Reescribe como lista más breve el párrafo del fragmento que comienza con «En un libro titulado Del espíritu», sin perder sus datos principales.

#### Fragmento dado
◆ ◆ ◆ ◆ ◆

En un libro titulado Del espíritu, que movió mucho ruido, y en el que se encuentran reflexiones tan verdaderas como profundas, se dice que Malebranche es el autor de La promoción física. Ese descuido embaraza a más de un lector que desea adquirir La promoción física de Malebranche y la busca en vano. En el mismo libro dícese que Galileo no encontró el por qué las bombas no pueden elevar el agua a más de treinta y dos pies de altura. Eso fue precisamente lo que Galileo no encontró: comprendió que la pesadez del aire hacía elevar el agua, pero no pudo discurrir por qué el aire no podía obrar a más de treinta y dos pies de altura. Torricelli fue el que adivinó que una columna de aire equivalía a treinta y dos pies de agua y a veintisiete pulgadas de mercurio. |
En un Mercurio de Francia del mes de septiembre de 1669, se atribuye a Pope un epigrama improvisado en la muerte de un famoso usurero, y hace ya más de doscientos años que saben en Inglaterra que lo improvisó Shakespeare.
Entre todos los libros plagados de falsas anécdotas, el que amontonó con imprudencia más mentiras absurdas fue la compilación de las supuestas Memorias de Mad. de Maintenon. El fondo de ellas es verdadero, porque el autor pudo leer algunas cartas de la citada dama que le proporcionó una señora educada en Saint-Cyr. El corto número de verdades que contiene se ahoga en una novela que ocupa siete tomos. En esas Memorias supone el autor que suplantó a Luis XIV uno de sus ayudas de cámara, e inventa cartas dirigidas a dicho monarca, que no escribió Mlle. de Mancini, haciendo decir esta sobrina del cardenal Mazarino, en una de las cartas dirigidas al rey: «Obedecéis a un sacerdote; no sois digno de mí, si servís en vez de mandar. Os amo como a mí misma, pero prefiero vuestra gloria a vuestro amor.»

◆ ◆ ◆ ◆ ◆

Registros de señalamiento de objetos en fotografías:

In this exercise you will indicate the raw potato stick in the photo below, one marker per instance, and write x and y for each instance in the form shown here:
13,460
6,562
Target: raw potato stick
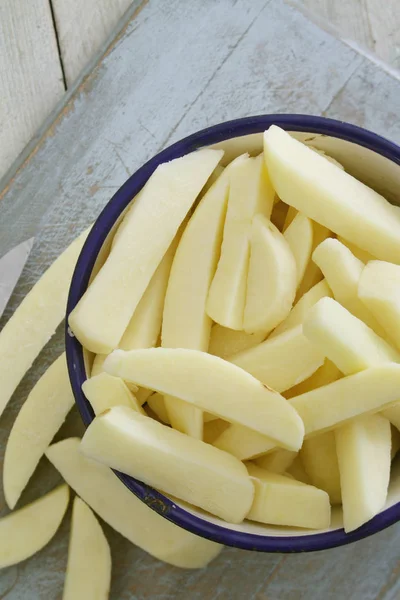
342,271
214,385
123,511
330,196
277,461
105,391
104,311
244,443
301,308
299,235
145,325
379,291
350,344
319,458
225,342
312,273
171,461
36,320
363,449
185,321
250,193
272,278
282,361
29,529
281,500
39,419
367,392
87,543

◆ ◆ ◆ ◆ ◆

#### Solución
- El libro Del espíritu, que causó mucho ruido y contiene reflexiones verdaderas y profundas, atribuye a Malebranche La promoción física.
- Ese descuido confunde a lectores que buscan en vano esa obra de Malebranche.
- El mismo libro dice que Galileo no encontró por qué las bombas no pueden elevar el agua a más de treinta y dos pies.
- Galileo comprendió que la pesadez del aire hacía subir el agua, pero no pudo explicar por qué el aire no obraba más allá de treinta y dos pies.
- Torricelli descubrió que una columna de aire equivalía a treinta y dos pies de agua y a veintisiete pulgadas de mercurio.